*EXERCISE AIM:* Give the records once more, exactly as they stand.

++++

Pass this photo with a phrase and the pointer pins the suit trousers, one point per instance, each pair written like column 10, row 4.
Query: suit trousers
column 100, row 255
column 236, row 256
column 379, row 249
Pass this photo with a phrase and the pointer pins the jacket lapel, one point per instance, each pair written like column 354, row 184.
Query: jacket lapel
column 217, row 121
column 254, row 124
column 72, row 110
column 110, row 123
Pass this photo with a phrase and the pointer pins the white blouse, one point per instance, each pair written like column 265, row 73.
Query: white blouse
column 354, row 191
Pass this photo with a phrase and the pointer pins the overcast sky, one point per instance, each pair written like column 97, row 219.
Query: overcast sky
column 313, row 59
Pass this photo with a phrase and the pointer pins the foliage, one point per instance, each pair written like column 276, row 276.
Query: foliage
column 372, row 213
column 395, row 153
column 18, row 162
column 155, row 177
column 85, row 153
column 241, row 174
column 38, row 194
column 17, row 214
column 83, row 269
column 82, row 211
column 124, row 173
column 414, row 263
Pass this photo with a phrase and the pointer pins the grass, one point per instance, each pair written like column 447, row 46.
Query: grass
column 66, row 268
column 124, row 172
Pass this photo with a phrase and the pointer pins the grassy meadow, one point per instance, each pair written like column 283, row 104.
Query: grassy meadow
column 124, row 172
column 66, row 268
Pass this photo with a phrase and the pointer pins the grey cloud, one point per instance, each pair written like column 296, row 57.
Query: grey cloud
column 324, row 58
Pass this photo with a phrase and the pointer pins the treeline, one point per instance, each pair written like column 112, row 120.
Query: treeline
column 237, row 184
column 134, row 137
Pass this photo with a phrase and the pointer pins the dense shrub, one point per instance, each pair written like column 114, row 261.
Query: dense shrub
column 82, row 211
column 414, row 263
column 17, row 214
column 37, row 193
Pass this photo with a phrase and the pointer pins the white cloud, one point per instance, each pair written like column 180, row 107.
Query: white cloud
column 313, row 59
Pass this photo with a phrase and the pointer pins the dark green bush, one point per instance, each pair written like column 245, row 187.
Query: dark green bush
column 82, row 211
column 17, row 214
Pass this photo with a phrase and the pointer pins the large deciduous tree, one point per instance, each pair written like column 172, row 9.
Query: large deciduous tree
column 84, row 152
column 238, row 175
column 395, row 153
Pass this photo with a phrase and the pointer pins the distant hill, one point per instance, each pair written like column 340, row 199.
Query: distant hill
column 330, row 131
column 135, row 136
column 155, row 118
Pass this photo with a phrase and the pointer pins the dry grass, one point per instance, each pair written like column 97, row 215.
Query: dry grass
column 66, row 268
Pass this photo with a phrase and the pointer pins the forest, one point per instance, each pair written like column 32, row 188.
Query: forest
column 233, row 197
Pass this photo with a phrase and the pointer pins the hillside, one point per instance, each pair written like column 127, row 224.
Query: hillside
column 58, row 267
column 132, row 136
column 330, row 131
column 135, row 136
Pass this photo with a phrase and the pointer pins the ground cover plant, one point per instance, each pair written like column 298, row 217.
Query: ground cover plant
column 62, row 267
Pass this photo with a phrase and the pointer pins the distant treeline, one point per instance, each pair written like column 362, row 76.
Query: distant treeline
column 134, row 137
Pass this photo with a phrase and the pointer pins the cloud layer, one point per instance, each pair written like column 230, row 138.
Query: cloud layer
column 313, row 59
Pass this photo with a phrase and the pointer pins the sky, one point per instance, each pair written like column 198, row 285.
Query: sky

++++

*SOLUTION TO THE EXERCISE:*
Pass this photo with a phrase and the pointer pins the suit trousers, one point per instance, each pair written like column 10, row 4.
Query: suit trousers
column 100, row 255
column 236, row 256
column 379, row 249
Pass this photo with a phrase and the pointer pins the jacket lapel, one point per instance, each pair written like column 354, row 184.
Query: jacket lapel
column 217, row 121
column 254, row 124
column 72, row 110
column 110, row 123
Pass this photo with a phrase and the pointer pins the white blouse, one point per instance, each pair written like column 265, row 73.
Query: white blouse
column 354, row 191
Pass this photo with a phrase and the pointer pins the overcast sky, one point per instance, each pair written like column 97, row 219.
Query: overcast sky
column 313, row 59
Pass this photo with a phrase and the pointer pins the foliage, one point per instance, each pair written like column 276, row 276.
Query: foliage
column 372, row 213
column 395, row 153
column 18, row 162
column 155, row 177
column 85, row 153
column 241, row 174
column 38, row 194
column 17, row 214
column 83, row 269
column 82, row 211
column 124, row 173
column 414, row 263
Pass this photo with a phrase and the pointer pins the grass, one point per instance, each pair written like column 447, row 46.
Query: grass
column 66, row 268
column 124, row 172
Pass this photo with a phrase and the pointer pins the grassy meadow, one point per instance, each pair written like column 283, row 104.
Query: grassy meadow
column 124, row 172
column 66, row 268
Pass this photo with a phrase and the pointer pins the grey cloud, one point per instance, each pair written like column 296, row 57.
Query: grey cloud
column 324, row 58
Pass this photo with a phrase and the pointer pins the treeline, one point per instance, each pair written like column 112, row 120.
Query: treeline
column 237, row 184
column 134, row 137
Pass this photo with a phrase and the pointer pins the dense shrub, one point per instance, each pair written like column 114, row 261.
Query: dense shrub
column 82, row 211
column 414, row 263
column 17, row 214
column 37, row 193
Pass this photo with a phrase and the pointer pins the white cloud, one point per instance, each pair written like column 180, row 107.
Query: white cloud
column 313, row 59
Pass this photo with a phrase and the pointer pins the dark green bush, one point per instance, each pair written like column 245, row 187.
Query: dark green bush
column 82, row 211
column 17, row 214
Pass this photo with a phrase and the pointer pins the large deciduous tree, one point per instance, each pair written like column 172, row 9.
Query: large deciduous tree
column 84, row 152
column 238, row 175
column 395, row 153
Pass this photo with a phrase and the pointer pins the distant hill, one point per instance, each pair written like column 340, row 199.
Query: distant hill
column 330, row 131
column 135, row 136
column 155, row 118
Pass this photo with a phrase and the pointer pins the dry grass, one point per instance, each pair written like column 97, row 215.
Query: dry grass
column 66, row 268
Pass this photo with a phrase and the pointer pins the forest, one point per instance, each pair written like column 32, row 188.
Query: forest
column 233, row 197
Pass this photo with a phrase and the pointer pins the hillside, one point per instance, each pair written like column 127, row 224.
Query: hillside
column 58, row 267
column 132, row 136
column 330, row 131
column 135, row 136
Pass this photo with a phrase and the pointer pins the ground cover plant, one point per instance, each pair written like column 298, row 217.
Query: ground cover plant
column 62, row 267
Pass this photo with a phrase and the pointer pins the distant treeline, one point per instance, each pair written like column 362, row 76.
Query: distant treeline
column 134, row 137
Pass this photo with a phrase and the pointer pins the cloud layer, one point per instance, each pair written like column 230, row 138.
Query: cloud layer
column 313, row 59
Pass this photo with a phrase and the pointer pins the sky, one point per instance, each pair written like column 198, row 285.
Query: sky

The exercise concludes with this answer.